§ Required work:
Reproduce exactly the line containing "task = tag the woman" and every line after it, through the last line of the records below; add nothing.

(Data for the task)

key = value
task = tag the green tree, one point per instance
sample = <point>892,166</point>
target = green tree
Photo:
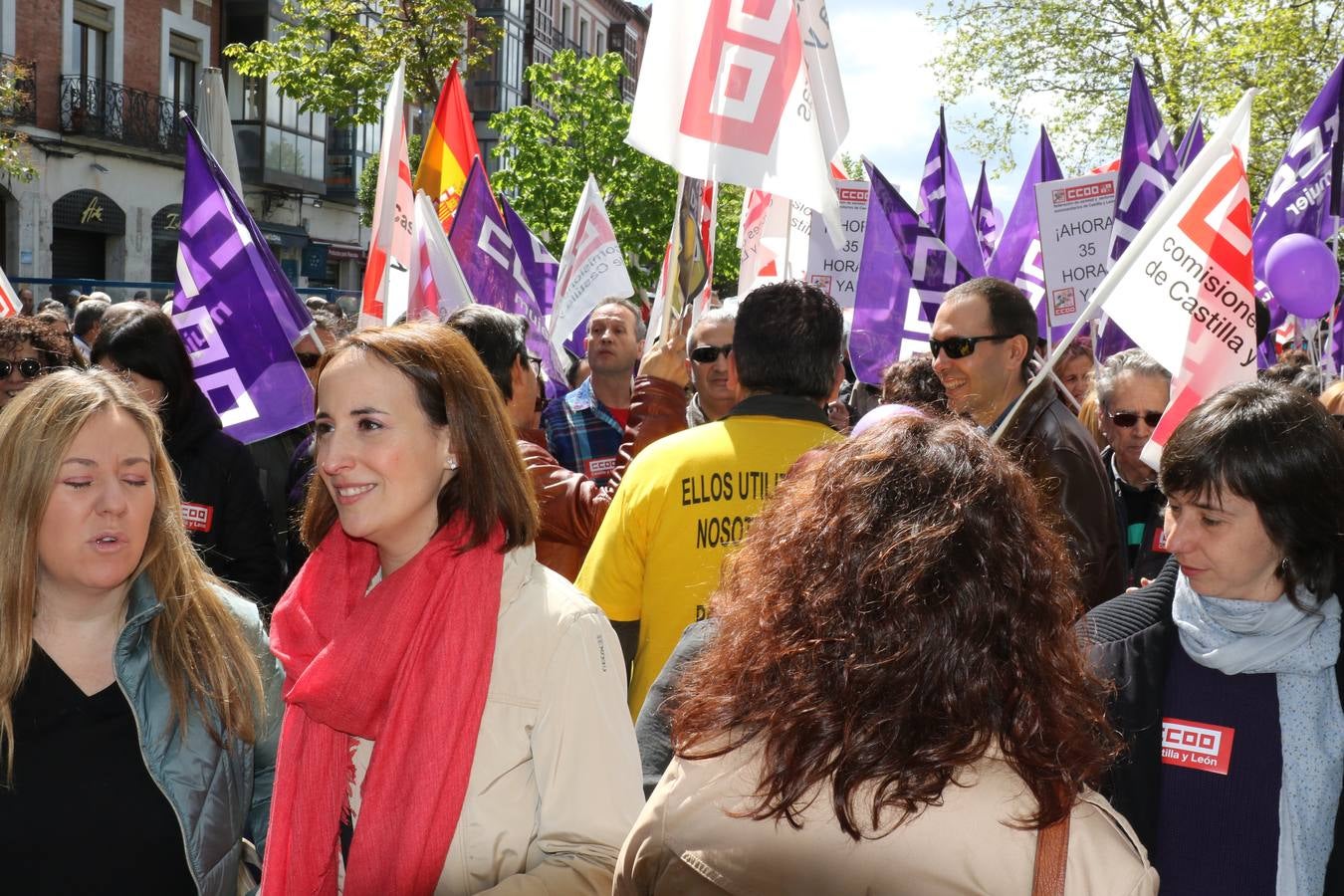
<point>1074,61</point>
<point>14,153</point>
<point>367,188</point>
<point>337,55</point>
<point>576,126</point>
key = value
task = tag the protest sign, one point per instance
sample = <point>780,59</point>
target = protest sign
<point>1075,220</point>
<point>833,264</point>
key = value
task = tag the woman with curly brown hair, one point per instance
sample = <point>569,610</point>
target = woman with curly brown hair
<point>894,677</point>
<point>29,348</point>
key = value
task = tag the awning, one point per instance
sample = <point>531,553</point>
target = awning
<point>284,235</point>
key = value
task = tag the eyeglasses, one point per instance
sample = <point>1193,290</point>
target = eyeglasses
<point>1125,419</point>
<point>710,353</point>
<point>29,368</point>
<point>961,345</point>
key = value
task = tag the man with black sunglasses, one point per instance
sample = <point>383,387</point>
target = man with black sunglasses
<point>983,341</point>
<point>1132,392</point>
<point>707,365</point>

(End Data for the task)

§ Response to this exercise:
task = tag the woman with curly brown hair, one point per instance
sample = <point>569,610</point>
target = woman with curly brown hair
<point>894,677</point>
<point>29,348</point>
key = value
task = tag the awning, one point per instance
sample = <point>531,553</point>
target = awning
<point>284,235</point>
key = value
task = tag the eyeglasses, one point per instance
sample = <point>1193,290</point>
target = eyeglasses
<point>1125,419</point>
<point>710,353</point>
<point>29,368</point>
<point>961,345</point>
key = value
task = tag the man with black sunglasses, one point per instance
sample = <point>383,387</point>
target = man with black sunglasses
<point>983,341</point>
<point>1132,392</point>
<point>707,365</point>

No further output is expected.